REQUIREMENT ▸
Quote verbatim the span of lines that begins the listing below and closes with the line containing "white shirt in".

INPUT DATA ▸
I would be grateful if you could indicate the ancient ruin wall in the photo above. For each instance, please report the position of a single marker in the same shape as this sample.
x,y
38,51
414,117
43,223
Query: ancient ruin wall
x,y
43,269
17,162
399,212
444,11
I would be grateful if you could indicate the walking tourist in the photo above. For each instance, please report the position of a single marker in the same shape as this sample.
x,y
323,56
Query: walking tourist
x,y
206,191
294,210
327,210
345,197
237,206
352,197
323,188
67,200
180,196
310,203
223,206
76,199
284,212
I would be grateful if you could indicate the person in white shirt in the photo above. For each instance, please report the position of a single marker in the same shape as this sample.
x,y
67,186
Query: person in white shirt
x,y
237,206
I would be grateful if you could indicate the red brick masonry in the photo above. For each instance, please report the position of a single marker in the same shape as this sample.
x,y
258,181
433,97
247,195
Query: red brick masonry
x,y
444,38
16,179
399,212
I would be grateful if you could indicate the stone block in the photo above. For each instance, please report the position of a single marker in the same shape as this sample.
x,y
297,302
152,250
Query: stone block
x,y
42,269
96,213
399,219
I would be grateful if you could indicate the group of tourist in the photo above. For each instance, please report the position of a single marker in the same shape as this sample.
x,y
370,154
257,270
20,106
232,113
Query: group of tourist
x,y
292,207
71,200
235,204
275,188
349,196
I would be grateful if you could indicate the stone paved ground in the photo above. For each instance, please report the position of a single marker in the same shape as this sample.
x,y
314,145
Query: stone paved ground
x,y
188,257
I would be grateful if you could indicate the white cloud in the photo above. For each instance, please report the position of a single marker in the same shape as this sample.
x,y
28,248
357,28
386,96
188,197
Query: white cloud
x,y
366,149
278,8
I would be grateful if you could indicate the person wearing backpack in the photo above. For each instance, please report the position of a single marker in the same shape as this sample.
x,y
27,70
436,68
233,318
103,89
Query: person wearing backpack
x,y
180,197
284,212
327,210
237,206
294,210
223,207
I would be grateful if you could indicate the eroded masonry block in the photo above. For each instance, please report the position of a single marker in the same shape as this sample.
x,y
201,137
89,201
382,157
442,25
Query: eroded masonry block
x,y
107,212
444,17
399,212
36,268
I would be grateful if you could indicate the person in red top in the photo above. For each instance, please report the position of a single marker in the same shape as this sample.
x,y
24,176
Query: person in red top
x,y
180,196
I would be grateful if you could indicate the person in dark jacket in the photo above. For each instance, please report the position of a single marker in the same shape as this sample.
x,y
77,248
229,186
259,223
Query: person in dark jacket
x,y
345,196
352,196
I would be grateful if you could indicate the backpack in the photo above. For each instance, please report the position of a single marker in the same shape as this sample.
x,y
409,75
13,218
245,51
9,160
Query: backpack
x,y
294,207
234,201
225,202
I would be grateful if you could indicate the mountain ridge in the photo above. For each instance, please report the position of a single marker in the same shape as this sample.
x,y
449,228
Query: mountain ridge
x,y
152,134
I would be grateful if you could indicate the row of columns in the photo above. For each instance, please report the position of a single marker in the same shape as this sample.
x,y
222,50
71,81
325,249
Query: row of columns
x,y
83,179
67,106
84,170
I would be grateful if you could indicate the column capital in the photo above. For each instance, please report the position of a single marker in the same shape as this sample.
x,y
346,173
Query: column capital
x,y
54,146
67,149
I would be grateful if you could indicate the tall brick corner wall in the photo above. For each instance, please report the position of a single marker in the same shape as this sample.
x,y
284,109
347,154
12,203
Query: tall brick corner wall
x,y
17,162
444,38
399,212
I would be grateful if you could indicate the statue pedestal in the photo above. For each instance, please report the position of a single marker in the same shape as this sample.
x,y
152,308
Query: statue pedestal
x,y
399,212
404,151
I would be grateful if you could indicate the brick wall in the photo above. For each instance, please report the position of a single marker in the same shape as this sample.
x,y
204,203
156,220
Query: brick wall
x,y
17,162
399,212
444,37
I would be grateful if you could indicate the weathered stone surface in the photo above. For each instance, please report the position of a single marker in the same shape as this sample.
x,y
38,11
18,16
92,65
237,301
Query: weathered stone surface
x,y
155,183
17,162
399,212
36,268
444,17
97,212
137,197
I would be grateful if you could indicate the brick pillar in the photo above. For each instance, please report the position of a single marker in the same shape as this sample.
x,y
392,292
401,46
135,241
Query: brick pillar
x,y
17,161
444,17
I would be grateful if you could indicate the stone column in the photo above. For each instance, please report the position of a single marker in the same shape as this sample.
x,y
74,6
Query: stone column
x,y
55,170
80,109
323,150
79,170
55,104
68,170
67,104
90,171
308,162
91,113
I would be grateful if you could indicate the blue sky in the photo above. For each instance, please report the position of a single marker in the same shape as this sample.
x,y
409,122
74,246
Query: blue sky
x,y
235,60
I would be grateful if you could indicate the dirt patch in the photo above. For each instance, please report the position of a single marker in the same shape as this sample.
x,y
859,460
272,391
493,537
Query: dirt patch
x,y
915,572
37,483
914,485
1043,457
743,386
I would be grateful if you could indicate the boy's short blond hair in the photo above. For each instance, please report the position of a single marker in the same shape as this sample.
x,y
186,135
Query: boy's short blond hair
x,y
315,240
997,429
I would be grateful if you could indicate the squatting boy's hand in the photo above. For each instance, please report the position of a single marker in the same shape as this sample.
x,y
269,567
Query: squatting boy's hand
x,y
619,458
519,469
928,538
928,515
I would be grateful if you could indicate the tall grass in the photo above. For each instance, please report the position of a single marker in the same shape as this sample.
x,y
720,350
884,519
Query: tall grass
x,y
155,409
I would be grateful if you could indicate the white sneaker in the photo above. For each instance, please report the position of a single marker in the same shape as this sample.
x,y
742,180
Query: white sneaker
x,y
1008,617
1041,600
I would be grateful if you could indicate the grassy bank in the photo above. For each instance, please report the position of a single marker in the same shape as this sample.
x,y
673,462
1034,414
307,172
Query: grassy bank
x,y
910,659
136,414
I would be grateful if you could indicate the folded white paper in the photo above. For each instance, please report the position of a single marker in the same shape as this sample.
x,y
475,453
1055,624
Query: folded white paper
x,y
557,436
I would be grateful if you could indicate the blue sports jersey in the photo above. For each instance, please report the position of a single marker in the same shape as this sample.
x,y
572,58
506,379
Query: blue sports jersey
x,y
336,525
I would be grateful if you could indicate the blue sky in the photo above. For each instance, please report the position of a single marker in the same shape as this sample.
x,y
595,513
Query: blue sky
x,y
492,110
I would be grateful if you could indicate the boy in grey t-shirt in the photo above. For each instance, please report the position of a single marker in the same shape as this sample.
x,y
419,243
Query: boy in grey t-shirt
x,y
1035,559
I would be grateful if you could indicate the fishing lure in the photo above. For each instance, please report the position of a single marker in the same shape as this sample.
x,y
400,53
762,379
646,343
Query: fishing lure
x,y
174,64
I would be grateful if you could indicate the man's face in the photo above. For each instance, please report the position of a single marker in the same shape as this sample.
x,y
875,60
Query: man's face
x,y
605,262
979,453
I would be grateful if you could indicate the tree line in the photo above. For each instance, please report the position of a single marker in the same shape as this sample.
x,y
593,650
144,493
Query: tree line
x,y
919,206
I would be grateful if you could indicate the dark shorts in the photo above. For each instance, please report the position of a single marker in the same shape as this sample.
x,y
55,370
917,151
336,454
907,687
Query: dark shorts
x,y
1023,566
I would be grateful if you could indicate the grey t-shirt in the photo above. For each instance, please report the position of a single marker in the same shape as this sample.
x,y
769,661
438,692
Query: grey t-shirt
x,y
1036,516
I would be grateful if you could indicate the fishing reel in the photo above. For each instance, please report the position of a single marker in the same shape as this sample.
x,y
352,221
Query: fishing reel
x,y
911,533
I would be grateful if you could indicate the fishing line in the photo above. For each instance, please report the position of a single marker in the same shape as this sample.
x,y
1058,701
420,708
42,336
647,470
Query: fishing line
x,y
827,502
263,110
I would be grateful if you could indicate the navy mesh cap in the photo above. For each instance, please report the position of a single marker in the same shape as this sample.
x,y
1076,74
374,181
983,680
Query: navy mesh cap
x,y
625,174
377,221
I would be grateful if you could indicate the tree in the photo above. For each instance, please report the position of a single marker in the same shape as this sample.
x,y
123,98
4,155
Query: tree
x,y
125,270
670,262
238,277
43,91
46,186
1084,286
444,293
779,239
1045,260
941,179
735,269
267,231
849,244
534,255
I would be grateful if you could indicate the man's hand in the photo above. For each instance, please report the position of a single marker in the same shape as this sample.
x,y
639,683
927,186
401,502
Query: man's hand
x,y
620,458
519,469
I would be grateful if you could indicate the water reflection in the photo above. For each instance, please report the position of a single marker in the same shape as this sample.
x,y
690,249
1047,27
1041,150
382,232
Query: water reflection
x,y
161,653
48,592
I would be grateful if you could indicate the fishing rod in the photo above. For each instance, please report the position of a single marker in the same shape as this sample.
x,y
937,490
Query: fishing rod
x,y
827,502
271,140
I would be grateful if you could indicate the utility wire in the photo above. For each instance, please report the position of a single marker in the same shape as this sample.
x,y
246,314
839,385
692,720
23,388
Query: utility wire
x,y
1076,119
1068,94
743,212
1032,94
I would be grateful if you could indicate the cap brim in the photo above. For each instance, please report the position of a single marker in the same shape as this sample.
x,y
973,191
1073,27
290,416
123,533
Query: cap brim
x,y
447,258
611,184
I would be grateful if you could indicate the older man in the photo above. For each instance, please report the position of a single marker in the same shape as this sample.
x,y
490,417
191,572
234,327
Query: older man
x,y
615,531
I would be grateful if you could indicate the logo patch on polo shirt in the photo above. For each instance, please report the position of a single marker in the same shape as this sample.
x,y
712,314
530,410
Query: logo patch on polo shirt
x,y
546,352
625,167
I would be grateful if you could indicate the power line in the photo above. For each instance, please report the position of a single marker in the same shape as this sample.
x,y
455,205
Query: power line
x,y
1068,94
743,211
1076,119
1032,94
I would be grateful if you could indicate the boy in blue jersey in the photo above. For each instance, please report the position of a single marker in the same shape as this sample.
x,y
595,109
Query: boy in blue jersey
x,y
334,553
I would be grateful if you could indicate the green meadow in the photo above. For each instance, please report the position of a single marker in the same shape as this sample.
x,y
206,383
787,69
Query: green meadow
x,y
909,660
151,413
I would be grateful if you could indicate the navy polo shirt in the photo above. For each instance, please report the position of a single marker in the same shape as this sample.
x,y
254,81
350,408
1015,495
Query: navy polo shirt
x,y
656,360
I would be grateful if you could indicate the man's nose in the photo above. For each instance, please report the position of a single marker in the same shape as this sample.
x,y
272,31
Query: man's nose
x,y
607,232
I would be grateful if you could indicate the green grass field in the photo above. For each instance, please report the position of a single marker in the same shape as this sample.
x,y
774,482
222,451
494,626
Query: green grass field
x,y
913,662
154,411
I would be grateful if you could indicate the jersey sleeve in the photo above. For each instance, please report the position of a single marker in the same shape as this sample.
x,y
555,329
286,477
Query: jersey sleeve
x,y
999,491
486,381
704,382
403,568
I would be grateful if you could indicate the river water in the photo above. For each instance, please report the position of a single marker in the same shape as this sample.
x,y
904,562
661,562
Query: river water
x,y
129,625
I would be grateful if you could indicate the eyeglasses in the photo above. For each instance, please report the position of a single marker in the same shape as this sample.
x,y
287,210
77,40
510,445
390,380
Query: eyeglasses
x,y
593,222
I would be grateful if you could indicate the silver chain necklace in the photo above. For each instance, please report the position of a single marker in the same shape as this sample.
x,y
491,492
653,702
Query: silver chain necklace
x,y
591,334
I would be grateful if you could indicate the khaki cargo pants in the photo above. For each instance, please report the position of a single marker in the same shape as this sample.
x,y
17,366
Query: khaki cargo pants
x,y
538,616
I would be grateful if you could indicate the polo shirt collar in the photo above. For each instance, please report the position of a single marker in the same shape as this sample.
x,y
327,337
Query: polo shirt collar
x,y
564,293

RESPONSE AREA ▸
I would be grateful if you could indicate the ancient ruin wall in the photo above. For each instance, please report the position of a single marker in the same shape as this sample.
x,y
38,51
414,117
43,223
Query: ancient ruin wall
x,y
43,269
17,162
399,212
444,11
I would be grateful if you could indicate the walking tourist in the photo above. For each instance, please report the position of a single marker in the same shape as this sample.
x,y
323,56
Query: walking tourist
x,y
206,191
294,210
327,210
345,197
237,206
352,197
323,188
67,200
180,196
310,203
223,206
76,199
284,212
I would be grateful if you could indicate the person in white shirt in the photo above. For each instance, please report the position of a single marker in the same shape as this sample.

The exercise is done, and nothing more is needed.